▸ What the task requires:
Write the next part of the comment about Primo Levi's The Truce, starting right after its final sentence.

▸ Document segment:

2 thoughts on “REVIEW: Gravity’s Rainbow (Thomas Pynchon)

  1. The Truce recounts Primo Levi’s journey after being liberated from Auschwitz. It follows on from If This Is a Man. I have read and watched a lot about World War II, but I had never really thought about what happens afterwards, especially with the divide between the Russians and the Americans. I wonder if one of the differences with something like Erich Maria Remarque’s The Road Back is that there was possibly more movement in World War II? It also made me wonder if Waiting for Godot and Rainbow’s Gravity are not as absurd as they seem?

    Marginalia

    So for us even the hour of liberty rang out grave and muffled, and filled our souls with joy and yet with a painful sense of pudency, so that we should have liked to wash our consciences and our memories clean from the foulness that lay upon them; and also with anguish, because we felt that this should never happen, that now nothing could ever happen good and pure enough to rub out our past, and that the scars of the outrage would remain within us for ever, and in the memories of those who saw it, and in the places where it occurred and in the stories that we should tell of it. Because, and this is the awful privilege of our generation and of my people, no one better than us has ever been able to grasp the incurable nature of the offence, that spreads like a contagion. It is foolish to think that human justice can eradicate it. It is an inexhaustible fount of evil; it breaks the body and the spirit of the submerged, it stifles them and renders them abject; it returns as ignominy upon the oppressors, it perpetuates itself as hatred among the survivors, and swarms around in a thousand ways, against the very will of all, as a thirst for revenge, as a moral capitulation, as denial, as weariness, as renunciation.

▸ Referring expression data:
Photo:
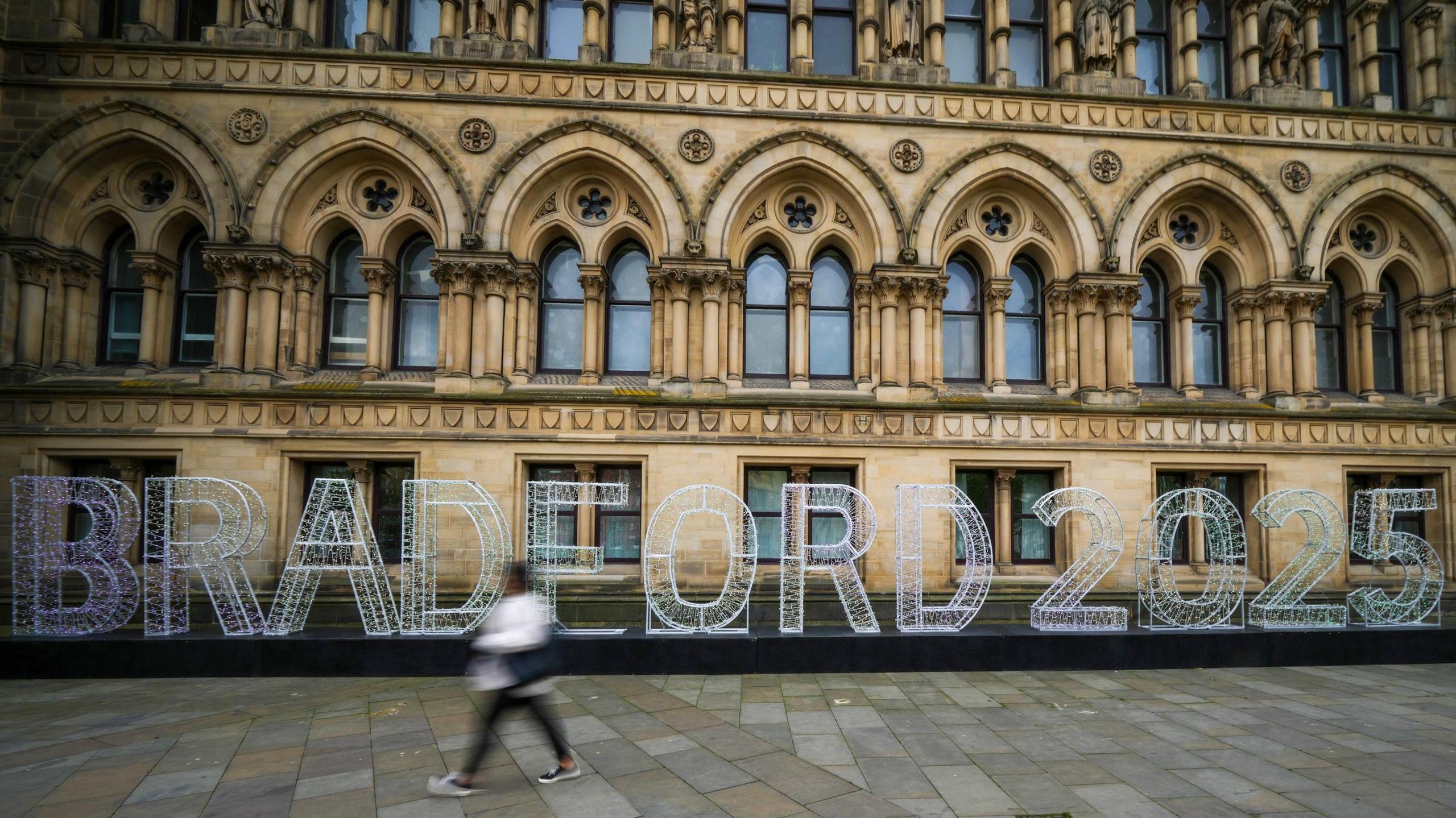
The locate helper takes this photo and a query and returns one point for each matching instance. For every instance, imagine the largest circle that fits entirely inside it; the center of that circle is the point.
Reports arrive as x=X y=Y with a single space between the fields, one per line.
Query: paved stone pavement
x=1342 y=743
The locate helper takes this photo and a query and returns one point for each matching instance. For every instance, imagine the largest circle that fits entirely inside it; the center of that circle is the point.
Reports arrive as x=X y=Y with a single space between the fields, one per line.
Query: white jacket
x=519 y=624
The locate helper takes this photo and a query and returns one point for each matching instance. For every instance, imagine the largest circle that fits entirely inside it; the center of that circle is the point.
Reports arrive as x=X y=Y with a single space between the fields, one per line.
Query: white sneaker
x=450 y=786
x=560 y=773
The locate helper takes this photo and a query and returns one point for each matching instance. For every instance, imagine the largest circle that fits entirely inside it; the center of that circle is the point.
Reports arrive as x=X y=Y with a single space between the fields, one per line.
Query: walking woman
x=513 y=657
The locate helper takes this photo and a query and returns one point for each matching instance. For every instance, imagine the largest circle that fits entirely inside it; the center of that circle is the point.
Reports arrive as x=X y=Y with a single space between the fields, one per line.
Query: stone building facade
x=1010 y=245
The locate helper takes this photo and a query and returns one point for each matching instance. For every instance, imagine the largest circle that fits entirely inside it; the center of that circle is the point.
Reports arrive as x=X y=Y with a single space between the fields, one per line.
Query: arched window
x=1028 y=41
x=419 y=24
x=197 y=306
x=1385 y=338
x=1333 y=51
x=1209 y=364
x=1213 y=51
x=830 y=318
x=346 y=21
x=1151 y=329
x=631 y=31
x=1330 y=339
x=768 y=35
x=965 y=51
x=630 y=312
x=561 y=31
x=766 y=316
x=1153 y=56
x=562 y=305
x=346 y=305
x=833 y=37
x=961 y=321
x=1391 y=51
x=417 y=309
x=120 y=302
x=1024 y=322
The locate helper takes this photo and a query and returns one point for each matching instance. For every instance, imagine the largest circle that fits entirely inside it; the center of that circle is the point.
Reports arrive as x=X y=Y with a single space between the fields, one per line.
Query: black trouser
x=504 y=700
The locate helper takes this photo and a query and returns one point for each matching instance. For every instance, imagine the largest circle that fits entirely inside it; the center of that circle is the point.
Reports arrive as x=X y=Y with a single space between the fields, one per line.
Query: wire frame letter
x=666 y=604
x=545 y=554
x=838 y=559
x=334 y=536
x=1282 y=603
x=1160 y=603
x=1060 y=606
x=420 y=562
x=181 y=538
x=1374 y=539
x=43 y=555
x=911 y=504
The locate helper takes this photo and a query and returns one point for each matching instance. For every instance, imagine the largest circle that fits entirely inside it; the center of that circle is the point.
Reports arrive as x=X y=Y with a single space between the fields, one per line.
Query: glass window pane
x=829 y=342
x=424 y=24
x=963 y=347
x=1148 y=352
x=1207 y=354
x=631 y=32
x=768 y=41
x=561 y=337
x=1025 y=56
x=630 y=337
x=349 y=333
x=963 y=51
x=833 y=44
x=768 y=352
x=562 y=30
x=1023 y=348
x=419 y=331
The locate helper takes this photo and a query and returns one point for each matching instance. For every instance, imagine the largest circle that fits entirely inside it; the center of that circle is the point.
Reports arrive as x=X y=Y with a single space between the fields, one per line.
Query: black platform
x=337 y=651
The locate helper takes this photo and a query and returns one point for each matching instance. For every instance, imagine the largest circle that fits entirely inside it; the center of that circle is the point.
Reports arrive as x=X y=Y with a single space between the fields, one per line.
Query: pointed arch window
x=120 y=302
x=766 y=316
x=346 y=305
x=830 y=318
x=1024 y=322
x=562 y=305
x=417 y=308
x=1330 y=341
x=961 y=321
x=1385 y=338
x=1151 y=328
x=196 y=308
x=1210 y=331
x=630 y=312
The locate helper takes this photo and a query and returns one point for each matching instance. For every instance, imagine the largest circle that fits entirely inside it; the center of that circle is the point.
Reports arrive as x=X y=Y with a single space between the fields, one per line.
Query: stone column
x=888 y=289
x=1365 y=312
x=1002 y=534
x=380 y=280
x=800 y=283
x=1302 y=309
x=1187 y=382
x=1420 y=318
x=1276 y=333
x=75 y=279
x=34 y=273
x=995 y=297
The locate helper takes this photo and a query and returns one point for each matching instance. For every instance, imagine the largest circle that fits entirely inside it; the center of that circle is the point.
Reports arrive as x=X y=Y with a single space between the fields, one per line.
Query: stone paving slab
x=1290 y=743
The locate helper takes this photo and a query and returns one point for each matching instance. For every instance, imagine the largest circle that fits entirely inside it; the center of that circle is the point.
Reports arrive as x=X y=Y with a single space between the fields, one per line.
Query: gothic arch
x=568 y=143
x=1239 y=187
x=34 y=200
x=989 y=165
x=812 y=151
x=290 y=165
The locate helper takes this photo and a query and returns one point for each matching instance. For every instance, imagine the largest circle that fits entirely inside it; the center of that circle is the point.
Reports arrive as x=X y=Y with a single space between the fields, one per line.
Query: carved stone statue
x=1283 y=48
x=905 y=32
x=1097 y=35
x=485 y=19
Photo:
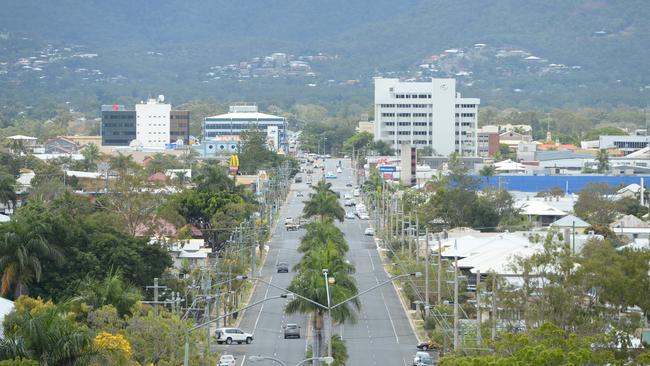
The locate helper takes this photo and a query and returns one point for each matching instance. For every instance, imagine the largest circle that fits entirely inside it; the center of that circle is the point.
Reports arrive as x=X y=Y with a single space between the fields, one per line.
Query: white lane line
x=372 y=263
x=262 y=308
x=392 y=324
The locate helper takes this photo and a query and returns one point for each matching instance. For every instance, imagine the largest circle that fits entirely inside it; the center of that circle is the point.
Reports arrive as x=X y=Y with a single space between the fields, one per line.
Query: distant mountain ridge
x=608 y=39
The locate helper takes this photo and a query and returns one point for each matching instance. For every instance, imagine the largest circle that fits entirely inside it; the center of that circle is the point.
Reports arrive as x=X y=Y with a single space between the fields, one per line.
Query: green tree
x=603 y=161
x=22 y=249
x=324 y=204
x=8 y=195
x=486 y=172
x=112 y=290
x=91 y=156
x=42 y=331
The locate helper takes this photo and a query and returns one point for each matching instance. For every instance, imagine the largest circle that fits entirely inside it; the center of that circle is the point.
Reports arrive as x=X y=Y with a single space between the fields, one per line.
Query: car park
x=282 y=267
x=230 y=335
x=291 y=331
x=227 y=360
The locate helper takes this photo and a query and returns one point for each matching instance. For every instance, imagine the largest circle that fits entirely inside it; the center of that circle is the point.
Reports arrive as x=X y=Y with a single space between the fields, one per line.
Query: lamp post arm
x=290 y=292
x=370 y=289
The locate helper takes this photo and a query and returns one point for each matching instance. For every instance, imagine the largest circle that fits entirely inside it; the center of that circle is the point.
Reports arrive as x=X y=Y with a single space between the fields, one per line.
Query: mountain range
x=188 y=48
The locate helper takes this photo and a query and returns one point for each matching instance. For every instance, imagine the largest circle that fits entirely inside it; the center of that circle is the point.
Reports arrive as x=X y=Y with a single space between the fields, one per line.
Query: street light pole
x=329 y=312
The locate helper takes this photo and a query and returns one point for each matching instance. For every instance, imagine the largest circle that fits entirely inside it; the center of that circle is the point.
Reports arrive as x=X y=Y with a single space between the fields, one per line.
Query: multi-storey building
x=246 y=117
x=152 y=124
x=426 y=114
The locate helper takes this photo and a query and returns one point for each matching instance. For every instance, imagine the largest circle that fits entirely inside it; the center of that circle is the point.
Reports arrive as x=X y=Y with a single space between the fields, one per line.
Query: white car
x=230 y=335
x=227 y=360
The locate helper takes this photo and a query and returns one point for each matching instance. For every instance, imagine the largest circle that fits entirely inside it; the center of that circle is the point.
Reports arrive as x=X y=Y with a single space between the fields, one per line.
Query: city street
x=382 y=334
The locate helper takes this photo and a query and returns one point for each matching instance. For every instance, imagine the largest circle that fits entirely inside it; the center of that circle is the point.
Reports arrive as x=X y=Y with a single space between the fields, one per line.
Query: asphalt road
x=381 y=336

▸ Result of the task:
    The market of Cracow had blossomed out spontaneously, as soon as the front had passed by, and in a few days it had invaded an entire suburb. Everything was bought and sold there, and the whole city centred on it; townsfolk were selling furniture, books, paintings, clothes and silver; peasant women, padded

    He explained to me that to be without shoes is a very serious fault. When war is waging, one has to think of two things before all others : in the first place of one’s shoes, in the second place of food to eat; and not vice versa, as the common herd believes, because he who has shoes can search for food, but the inverse is not true. ‘But the war is over,’ I objected : and I thought it was over, as did many in those months of truce, in a much more universal sense than one dares to think today. ‘There is always war,’ replied Mordo Nahum memorably.

    I felt my sense of freedom, my sense of being a man among men, of being alive, like a warm tide ebb from me. I found myself suddenly old, lifeless, tired beyond human measure; the war was not over, there was always war. My listeners began to steal away; they must have understood. I had dreamed, we had always dreamed, of something like this, in the nights at Auschwitz: of speaking and not being listened to, of finding liberty and remaining alone.

    They were months of idleness and relative comfort, and full, therefore, of penetrating nostalgia. Nostalgia is a fragile and tender anguish, basically different, more intimate, more human than the other pains we had endured till then – beatings, cold, hunger, terror, destitution, disease. Nostalgia is a limpid and lean pain, but demanding; it permeates every minute of the day, permits no other thoughts and induces a need for escape.